▸ **Passage**

==============================

Technical program and product management for AI systems, evaluation, governance, and operational decision-making
I build open-source tools and practitioner methods for work that sits between product intent and accountable operation: defining what an AI-enabled system may do, designing evidence that can support a decision, validating structured artifacts, and making failure, uncertainty, ownership, and change visible.
These repositories best represent the portfolio because they contain working behavior, explicit decision rules, or developed methods—not only topic summaries.
| Repository | What is implemented | Why it matters |
|---|---|---|
everything-program-management |
Authored methods for charters, RAID, triage, decision memos, stakeholder analysis, and briefs; JSON schemas and a validation CLI | Separates evidence, assumptions, hard constraints, ownership, and follow-through in everyday program work |
release-checklist |
Packaged Python CLI, YAML configuration, semantic validation, reports, tests, and matrix CI | Makes release-readiness claims inspectable instead of relying on a completed document or meeting |
agent-eval |
Evaluation-report schema, semantic validator, fictional examples, and a detailed evidence-validity method | Connects metrics to a population, evaluator, uncertainty, hard gates, and a bounded product or release decision |
regulated-ai |
Starter repository with tested release-decision validation and fictional evidence records | Demonstrates how a governance template can check decision coherence without pretending to certify safety or compliance |
agent-simulator |
Runnable retry, fallback, escalation, and failure scenarios; tests; clean-wheel installation check | Turns agent-control language into behavior that can be executed and inspected |
lean-ai-ops |
Structured improvement application with explicit live-model versus deterministic-fallback provenance | Shows how AI-generated analysis can remain useful without hiding where the output came from or overstating weak evidence |
release-governance— scoped release propositions, evidence freshness, hard gates, conditions, exceptions, residual risk, and invalidation triggers.governance-playbook— governance as an intake, evidence, decision, and follow-through service rather than a list of committees.accountability-patterns— decision rights, meaningful human review, minimal provenance, explanation, correction, appeal, and control trade-offs.nist-rmf-guide— evidence-based practitioner navigation of NIST AI RMF without maturity-score theater or claims of implementation by template.

==============================

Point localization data
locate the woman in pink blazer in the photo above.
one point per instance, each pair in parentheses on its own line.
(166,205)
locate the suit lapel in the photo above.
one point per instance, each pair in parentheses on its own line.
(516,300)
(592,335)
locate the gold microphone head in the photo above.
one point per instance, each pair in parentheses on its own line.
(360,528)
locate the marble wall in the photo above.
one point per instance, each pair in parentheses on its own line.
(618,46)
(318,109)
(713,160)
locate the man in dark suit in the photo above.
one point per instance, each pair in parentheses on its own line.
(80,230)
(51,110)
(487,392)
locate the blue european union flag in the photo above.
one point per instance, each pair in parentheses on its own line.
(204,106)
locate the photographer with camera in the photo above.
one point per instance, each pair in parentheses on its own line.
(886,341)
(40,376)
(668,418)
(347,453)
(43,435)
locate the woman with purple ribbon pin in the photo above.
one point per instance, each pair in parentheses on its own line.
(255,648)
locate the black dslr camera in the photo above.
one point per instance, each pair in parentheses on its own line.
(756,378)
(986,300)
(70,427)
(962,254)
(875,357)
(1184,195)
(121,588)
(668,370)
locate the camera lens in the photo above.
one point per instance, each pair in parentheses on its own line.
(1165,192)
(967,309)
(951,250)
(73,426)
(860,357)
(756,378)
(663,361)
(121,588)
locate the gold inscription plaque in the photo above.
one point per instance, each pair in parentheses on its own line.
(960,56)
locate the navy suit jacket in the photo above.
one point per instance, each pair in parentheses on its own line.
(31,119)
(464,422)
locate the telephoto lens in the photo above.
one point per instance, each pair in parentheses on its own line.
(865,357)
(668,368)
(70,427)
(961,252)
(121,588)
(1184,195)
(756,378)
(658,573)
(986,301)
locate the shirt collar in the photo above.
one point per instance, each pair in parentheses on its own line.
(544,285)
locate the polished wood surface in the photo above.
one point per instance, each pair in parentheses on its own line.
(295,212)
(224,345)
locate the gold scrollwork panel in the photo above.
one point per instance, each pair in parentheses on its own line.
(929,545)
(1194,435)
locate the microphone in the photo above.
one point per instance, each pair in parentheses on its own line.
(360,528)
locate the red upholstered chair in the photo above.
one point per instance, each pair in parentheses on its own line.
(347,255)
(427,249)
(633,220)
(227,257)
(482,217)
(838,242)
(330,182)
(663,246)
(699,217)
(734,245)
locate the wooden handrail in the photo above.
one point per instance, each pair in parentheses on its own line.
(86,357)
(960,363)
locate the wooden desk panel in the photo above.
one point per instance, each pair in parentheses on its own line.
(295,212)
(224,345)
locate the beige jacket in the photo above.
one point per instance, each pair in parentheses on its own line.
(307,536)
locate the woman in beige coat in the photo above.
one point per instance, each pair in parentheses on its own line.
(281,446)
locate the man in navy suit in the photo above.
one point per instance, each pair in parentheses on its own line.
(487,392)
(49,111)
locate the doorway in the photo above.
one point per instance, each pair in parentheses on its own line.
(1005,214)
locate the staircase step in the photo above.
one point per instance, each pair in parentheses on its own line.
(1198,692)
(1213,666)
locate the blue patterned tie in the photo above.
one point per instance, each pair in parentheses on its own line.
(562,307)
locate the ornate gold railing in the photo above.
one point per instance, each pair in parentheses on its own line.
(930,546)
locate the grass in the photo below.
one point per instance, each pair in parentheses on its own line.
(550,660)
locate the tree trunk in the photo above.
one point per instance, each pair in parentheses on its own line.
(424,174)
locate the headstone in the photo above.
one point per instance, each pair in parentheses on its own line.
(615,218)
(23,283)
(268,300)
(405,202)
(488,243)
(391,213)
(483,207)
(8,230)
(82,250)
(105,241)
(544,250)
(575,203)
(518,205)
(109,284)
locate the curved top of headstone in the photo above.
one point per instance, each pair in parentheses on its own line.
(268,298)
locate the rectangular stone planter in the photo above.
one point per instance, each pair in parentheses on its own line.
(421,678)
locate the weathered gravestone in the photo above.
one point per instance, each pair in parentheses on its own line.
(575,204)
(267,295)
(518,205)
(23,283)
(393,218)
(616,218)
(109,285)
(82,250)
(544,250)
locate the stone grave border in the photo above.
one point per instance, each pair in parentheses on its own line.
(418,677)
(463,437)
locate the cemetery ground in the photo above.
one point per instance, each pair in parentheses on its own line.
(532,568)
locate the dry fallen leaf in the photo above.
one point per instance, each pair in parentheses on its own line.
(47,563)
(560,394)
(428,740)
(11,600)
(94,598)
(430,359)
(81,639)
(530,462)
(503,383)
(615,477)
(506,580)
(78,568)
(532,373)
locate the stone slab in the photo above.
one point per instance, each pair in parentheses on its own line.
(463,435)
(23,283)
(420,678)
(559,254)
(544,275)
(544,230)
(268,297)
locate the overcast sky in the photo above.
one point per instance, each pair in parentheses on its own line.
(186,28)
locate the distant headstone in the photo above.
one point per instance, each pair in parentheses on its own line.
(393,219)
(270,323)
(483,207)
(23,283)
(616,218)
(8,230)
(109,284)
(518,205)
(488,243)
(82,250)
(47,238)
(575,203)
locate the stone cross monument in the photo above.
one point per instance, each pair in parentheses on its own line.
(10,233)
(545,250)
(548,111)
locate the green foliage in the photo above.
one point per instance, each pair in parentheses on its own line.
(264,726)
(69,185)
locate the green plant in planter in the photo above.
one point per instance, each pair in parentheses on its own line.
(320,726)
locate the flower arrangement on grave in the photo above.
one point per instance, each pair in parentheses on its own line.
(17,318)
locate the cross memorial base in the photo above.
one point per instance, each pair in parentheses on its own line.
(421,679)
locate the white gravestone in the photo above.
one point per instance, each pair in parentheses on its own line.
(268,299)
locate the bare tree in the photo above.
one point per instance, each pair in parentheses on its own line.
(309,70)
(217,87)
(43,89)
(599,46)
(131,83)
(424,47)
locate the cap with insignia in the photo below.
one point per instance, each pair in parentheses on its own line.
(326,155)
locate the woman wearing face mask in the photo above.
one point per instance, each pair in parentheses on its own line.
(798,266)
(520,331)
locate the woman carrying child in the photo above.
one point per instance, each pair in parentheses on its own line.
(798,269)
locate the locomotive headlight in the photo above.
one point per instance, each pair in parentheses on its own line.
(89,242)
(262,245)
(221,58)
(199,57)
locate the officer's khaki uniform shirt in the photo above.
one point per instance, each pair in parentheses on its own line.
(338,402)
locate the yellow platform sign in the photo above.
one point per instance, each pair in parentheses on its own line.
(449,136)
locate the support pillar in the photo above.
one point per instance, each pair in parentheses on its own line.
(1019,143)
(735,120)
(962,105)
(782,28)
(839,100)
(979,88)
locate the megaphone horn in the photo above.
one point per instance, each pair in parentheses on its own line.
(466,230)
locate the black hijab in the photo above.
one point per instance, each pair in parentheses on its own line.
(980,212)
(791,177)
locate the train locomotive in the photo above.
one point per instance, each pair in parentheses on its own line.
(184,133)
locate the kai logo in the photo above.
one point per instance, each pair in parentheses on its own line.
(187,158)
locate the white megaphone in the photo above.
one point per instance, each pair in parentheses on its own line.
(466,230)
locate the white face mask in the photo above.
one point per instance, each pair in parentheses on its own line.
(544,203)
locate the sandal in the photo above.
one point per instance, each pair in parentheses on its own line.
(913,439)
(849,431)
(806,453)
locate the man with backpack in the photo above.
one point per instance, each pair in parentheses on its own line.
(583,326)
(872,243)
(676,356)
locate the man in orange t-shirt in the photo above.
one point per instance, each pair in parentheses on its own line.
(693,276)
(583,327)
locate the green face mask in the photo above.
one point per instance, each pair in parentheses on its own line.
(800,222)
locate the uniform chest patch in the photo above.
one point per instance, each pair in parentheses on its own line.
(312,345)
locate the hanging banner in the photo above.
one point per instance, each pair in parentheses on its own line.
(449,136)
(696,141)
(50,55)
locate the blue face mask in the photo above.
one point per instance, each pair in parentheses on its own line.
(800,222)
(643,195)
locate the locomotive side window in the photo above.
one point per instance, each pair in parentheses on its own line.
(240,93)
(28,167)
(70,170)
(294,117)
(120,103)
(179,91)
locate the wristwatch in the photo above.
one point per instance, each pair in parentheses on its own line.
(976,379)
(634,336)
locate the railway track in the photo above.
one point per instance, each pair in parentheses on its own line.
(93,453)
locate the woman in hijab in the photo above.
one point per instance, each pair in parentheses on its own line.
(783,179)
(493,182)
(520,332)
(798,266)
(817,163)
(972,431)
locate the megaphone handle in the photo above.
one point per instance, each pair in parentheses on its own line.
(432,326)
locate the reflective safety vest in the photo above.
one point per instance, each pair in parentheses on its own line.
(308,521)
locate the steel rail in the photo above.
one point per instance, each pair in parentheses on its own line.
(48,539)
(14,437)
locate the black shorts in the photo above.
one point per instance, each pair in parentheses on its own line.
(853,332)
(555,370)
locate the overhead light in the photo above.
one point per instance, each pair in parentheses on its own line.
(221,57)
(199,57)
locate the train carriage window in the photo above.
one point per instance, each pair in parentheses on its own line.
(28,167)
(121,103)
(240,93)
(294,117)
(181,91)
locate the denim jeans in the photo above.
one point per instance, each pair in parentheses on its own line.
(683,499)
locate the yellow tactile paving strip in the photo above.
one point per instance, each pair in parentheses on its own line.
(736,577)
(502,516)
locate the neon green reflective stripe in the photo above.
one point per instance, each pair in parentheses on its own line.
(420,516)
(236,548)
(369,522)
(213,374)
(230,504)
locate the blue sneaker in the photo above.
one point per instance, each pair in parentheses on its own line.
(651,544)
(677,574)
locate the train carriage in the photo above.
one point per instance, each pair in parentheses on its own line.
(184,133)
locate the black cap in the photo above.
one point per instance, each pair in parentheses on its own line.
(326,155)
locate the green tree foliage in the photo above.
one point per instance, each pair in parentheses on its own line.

==============================

▸ **Try it**
Turn the paragraph in the AI program management overview that begins "I build open-source tools" into a bulleted list that keeps its main facts.

▸ **Written response**
- Builds open-source tools and practitioner methods.
- Focuses on work between product intent and accountable operation.
- Defines what an AI-enabled system may do.
- Designs evidence that can support a decision.
- Validates structured artifacts.
- Makes failure, uncertainty, ownership, and change visible.